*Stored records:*
/---
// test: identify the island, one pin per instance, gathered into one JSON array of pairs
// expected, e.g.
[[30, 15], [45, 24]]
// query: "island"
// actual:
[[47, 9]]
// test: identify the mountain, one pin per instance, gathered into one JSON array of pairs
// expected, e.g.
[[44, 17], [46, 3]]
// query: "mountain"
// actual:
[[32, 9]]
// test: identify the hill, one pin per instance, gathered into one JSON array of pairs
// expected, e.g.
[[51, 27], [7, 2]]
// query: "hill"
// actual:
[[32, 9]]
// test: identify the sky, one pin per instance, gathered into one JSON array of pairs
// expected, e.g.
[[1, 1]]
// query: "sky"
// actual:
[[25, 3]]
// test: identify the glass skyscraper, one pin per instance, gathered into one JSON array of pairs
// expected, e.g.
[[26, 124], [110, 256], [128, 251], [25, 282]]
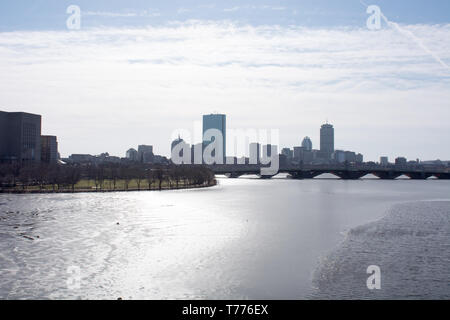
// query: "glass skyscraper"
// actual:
[[327, 139], [215, 121]]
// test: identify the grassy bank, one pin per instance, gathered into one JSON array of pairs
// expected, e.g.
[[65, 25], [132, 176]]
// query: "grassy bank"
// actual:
[[88, 185]]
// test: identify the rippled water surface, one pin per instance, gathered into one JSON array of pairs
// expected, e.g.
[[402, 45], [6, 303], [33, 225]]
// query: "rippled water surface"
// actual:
[[245, 238]]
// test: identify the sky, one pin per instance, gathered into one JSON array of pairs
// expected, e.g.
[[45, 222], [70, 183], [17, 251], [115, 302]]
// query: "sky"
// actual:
[[139, 72]]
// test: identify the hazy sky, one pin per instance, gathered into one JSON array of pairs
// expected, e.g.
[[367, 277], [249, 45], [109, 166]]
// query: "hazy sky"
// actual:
[[137, 71]]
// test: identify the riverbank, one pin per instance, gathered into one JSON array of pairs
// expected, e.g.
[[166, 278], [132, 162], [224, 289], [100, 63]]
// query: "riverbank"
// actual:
[[89, 187]]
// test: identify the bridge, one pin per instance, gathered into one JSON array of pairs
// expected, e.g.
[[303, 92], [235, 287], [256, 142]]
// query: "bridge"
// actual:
[[346, 172]]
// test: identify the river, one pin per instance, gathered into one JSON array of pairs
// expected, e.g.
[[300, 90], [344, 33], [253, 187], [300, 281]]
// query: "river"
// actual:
[[242, 239]]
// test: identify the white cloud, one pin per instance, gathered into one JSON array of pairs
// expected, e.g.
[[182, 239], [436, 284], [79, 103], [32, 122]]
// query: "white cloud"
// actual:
[[110, 89]]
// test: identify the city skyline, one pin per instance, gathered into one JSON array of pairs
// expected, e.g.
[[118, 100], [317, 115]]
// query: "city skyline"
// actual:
[[158, 72]]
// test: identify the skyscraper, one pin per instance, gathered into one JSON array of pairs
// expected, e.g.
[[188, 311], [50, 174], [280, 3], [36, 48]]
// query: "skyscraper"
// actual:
[[327, 139], [255, 153], [307, 144], [20, 137], [49, 149], [218, 122]]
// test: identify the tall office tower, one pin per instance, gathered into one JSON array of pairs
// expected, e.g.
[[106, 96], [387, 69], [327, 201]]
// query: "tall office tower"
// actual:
[[49, 149], [176, 142], [218, 122], [327, 139], [132, 154], [288, 153], [145, 153], [254, 153], [307, 144], [197, 153], [20, 137]]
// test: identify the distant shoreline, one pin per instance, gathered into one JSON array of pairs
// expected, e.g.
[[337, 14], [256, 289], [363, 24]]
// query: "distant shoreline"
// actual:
[[93, 190]]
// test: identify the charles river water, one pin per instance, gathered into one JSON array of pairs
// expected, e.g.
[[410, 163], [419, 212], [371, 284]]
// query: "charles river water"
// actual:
[[242, 239]]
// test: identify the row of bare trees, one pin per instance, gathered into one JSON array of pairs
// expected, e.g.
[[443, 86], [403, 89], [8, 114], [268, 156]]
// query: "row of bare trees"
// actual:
[[108, 176]]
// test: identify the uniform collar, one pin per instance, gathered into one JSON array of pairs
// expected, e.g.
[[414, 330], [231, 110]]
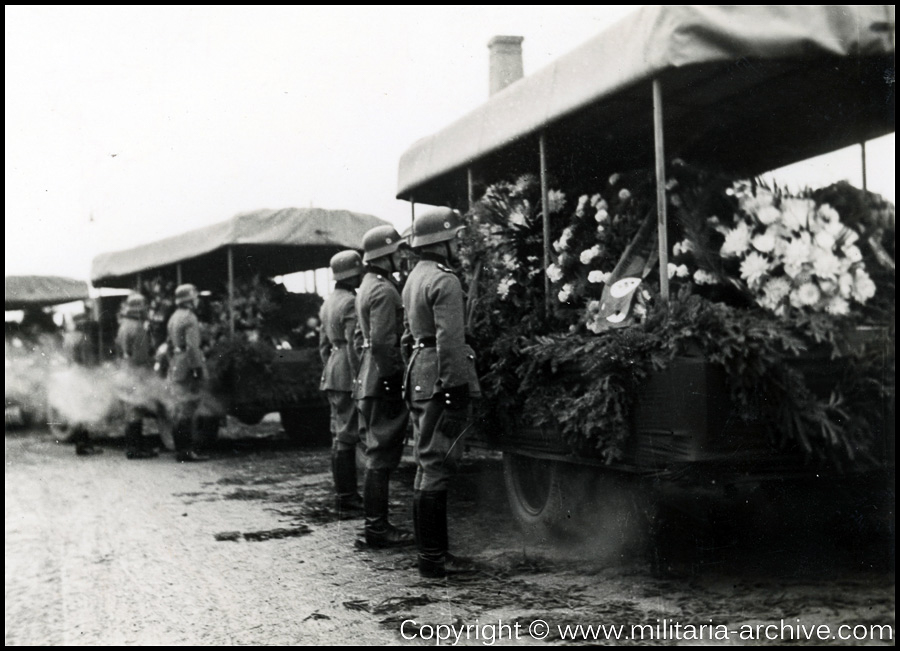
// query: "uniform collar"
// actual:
[[434, 257], [378, 270]]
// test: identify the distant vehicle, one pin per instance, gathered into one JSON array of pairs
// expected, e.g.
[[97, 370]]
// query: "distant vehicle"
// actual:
[[244, 254], [742, 89]]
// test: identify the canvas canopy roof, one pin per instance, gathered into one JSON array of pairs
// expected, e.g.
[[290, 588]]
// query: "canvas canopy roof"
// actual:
[[267, 242], [24, 292], [745, 88]]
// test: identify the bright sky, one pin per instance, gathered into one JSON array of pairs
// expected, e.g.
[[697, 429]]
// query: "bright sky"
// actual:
[[128, 124]]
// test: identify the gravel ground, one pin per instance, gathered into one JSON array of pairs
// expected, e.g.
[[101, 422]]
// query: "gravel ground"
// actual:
[[245, 549]]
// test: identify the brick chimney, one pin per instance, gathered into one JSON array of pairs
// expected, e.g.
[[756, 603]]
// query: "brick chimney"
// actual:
[[505, 62]]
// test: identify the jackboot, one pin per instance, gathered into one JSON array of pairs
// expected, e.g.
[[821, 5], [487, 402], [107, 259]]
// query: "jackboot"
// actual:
[[183, 436], [347, 499], [430, 518], [380, 533], [134, 442]]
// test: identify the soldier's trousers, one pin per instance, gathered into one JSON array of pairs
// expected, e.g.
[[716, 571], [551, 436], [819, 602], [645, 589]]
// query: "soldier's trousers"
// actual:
[[439, 434], [344, 420], [186, 396], [384, 423]]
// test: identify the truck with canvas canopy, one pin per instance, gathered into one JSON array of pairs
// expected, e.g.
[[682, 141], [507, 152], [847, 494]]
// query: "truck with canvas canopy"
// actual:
[[261, 351], [644, 305]]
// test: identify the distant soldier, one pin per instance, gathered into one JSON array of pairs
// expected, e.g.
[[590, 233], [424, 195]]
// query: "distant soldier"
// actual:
[[337, 347], [133, 346], [440, 381], [380, 381], [187, 370]]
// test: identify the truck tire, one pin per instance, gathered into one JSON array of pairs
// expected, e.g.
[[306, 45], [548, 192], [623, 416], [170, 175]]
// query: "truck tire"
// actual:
[[540, 496], [310, 426], [559, 501]]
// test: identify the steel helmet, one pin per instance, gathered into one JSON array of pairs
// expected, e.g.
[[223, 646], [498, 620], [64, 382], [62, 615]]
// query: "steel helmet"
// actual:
[[346, 264], [436, 226], [135, 305], [185, 294], [380, 241]]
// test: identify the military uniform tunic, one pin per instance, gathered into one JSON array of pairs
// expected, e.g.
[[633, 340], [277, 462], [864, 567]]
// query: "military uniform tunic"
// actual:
[[187, 366], [338, 341], [379, 309], [441, 359], [133, 345]]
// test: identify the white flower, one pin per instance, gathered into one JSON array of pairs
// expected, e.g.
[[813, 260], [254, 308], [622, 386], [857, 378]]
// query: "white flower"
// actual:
[[798, 252], [557, 200], [805, 296], [764, 243], [852, 253], [504, 285], [685, 246], [826, 264], [517, 218], [679, 270], [837, 306], [768, 215], [703, 277], [776, 289], [582, 202], [737, 241], [863, 287], [598, 276], [795, 213], [589, 254], [753, 268]]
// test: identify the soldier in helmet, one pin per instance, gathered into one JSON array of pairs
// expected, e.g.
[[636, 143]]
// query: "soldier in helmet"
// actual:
[[187, 370], [337, 347], [440, 381], [379, 384], [133, 346]]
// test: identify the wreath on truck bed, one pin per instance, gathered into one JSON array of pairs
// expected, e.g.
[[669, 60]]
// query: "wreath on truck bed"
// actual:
[[761, 279]]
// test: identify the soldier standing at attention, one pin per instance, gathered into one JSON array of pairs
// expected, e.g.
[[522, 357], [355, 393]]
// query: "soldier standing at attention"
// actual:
[[379, 387], [337, 347], [187, 370], [440, 381], [133, 346]]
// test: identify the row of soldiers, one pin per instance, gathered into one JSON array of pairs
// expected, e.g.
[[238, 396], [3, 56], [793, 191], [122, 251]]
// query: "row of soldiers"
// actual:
[[392, 357]]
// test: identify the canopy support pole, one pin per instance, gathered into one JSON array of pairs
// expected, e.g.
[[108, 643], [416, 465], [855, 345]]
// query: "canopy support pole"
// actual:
[[865, 183], [231, 291], [662, 220], [545, 203]]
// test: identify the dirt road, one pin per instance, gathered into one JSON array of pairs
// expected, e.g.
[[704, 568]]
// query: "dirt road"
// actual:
[[245, 549]]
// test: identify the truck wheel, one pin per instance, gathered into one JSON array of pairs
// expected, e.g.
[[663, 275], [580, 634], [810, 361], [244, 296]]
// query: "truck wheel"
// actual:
[[540, 495], [564, 501], [310, 426]]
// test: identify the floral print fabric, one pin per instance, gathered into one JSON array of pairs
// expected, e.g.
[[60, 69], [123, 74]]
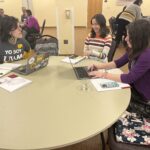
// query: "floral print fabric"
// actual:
[[133, 128]]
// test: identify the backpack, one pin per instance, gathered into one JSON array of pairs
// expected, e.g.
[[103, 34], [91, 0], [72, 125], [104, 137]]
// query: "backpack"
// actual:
[[48, 44]]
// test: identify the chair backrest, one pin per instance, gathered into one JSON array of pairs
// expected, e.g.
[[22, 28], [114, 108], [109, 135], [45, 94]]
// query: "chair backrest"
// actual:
[[47, 43], [112, 51], [43, 26], [113, 25]]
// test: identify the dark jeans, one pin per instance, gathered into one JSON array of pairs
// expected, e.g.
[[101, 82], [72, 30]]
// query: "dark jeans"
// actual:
[[121, 30]]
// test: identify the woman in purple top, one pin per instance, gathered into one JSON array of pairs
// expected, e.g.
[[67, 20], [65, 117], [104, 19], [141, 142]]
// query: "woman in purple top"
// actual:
[[138, 59], [31, 28], [31, 23]]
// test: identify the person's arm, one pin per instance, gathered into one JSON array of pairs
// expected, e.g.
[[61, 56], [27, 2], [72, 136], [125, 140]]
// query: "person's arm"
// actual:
[[138, 70], [30, 22], [111, 65], [106, 49], [86, 47], [138, 13]]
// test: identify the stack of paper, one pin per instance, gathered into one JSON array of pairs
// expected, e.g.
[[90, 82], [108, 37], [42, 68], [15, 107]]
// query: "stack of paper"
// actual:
[[7, 67], [13, 82], [73, 60], [102, 84]]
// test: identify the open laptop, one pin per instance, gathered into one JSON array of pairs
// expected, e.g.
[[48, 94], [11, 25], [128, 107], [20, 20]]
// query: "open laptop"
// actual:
[[34, 63], [80, 72]]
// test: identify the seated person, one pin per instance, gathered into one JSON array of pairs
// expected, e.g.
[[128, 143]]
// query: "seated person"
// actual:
[[31, 25], [12, 46], [98, 43], [138, 59], [2, 12], [23, 16]]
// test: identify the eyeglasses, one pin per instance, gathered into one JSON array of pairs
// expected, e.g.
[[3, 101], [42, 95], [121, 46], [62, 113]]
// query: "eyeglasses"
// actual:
[[18, 27]]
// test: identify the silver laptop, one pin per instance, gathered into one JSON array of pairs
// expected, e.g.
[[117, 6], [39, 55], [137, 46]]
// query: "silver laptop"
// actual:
[[80, 72], [34, 63]]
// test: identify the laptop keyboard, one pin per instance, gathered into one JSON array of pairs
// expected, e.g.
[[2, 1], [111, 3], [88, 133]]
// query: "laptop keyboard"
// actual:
[[82, 72]]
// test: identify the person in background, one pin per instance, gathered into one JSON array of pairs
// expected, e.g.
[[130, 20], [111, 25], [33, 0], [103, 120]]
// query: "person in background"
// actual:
[[23, 16], [98, 42], [2, 12], [12, 46], [31, 25], [130, 14]]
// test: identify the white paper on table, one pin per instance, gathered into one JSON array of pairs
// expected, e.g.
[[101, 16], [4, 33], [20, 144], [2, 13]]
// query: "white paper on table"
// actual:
[[73, 60], [12, 84], [98, 82], [9, 66]]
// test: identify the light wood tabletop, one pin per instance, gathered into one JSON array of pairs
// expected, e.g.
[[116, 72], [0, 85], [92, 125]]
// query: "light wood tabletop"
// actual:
[[53, 111]]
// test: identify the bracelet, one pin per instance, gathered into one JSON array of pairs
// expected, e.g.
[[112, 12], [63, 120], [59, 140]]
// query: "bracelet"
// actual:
[[105, 74]]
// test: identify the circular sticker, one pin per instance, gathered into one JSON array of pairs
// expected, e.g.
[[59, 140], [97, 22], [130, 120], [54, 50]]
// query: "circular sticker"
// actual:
[[31, 60]]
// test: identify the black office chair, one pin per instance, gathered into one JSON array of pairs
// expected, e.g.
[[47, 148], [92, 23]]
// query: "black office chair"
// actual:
[[113, 26], [114, 145], [31, 38], [43, 27], [112, 51], [47, 43]]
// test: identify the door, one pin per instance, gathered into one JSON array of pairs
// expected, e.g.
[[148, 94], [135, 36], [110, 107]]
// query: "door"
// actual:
[[94, 7]]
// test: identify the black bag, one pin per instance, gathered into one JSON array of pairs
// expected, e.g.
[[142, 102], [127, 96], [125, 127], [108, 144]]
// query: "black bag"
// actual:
[[47, 43]]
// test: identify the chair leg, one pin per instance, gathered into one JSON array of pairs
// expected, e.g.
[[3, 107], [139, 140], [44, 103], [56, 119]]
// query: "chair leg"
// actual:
[[103, 141]]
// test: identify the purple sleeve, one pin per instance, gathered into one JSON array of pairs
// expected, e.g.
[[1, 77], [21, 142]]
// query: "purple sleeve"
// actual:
[[141, 66], [122, 60], [30, 23]]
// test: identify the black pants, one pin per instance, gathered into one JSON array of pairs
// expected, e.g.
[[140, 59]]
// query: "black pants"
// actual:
[[121, 30]]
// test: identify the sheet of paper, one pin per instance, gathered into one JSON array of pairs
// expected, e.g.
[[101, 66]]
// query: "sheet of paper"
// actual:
[[102, 84], [12, 84], [9, 66], [73, 60]]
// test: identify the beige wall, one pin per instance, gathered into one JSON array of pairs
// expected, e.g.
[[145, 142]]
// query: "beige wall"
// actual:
[[111, 9], [12, 7], [46, 9]]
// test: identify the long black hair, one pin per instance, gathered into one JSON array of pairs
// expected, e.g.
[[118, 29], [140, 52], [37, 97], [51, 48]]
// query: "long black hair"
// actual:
[[100, 19], [8, 23], [29, 12], [138, 2], [139, 37]]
\---
*Task statement:* Reproduce the stretch from the line containing "truck tire, one" through the line containing "[[379, 387], [337, 347], [187, 370], [440, 381], [133, 346]]", substituting "garland" for "wreath" and leaving everything else unchanged.

*Solution:*
// test: identify the truck tire, one pin per instance, gathered into one JSON array of pairs
// expected, e.g.
[[306, 45], [548, 192], [623, 416], [170, 175]]
// query: "truck tire"
// actual:
[[540, 496], [310, 426], [559, 501]]
// test: identify the steel helmet, one pin per instance, gathered into one JSON array of pairs
// expected, e.g.
[[223, 646], [498, 620], [64, 382], [62, 615]]
// query: "steel helmet"
// actual:
[[346, 264], [436, 226], [135, 305], [185, 294], [380, 241]]
// test: identify the military uniform tunic, one pin per instance, gathered into one JSON array of pairs
// expected, e.g.
[[633, 340], [277, 462], [864, 567]]
// query: "military uniform tunic"
// actual:
[[187, 366], [338, 341], [379, 309], [441, 359], [133, 345]]
// test: identify the white flower, one pin per instance, gathered into one JSON array of pairs
// expected, e.g.
[[813, 260], [254, 308], [622, 386], [857, 378]]
// query: "white flower"
// actual:
[[798, 252], [557, 200], [805, 296], [764, 243], [852, 253], [504, 285], [685, 246], [826, 264], [517, 218], [679, 270], [837, 306], [768, 215], [703, 277], [776, 289], [582, 202], [737, 241], [863, 287], [598, 276], [795, 213], [589, 254], [753, 268]]
// test: identify the soldier in helmet, one pin per instance, gathered into one JSON array of pairs
// expected, e.g.
[[636, 143]]
// query: "soldier in helmet"
// actual:
[[187, 370], [337, 347], [440, 381], [379, 384], [133, 346]]
// test: identify the garland on truck bed, one pin per instance, gathered into one JSON array of pairs
// expected, e.g.
[[669, 60]]
// query: "garland on truck bed"
// actual:
[[761, 279]]
// test: identify the soldier standing at attention, one pin per instance, gathered into one JSON array of pairs
// expected, e.g.
[[522, 357], [355, 393]]
// query: "soldier standing at attention"
// actual:
[[379, 387], [337, 347], [187, 370], [440, 381], [133, 346]]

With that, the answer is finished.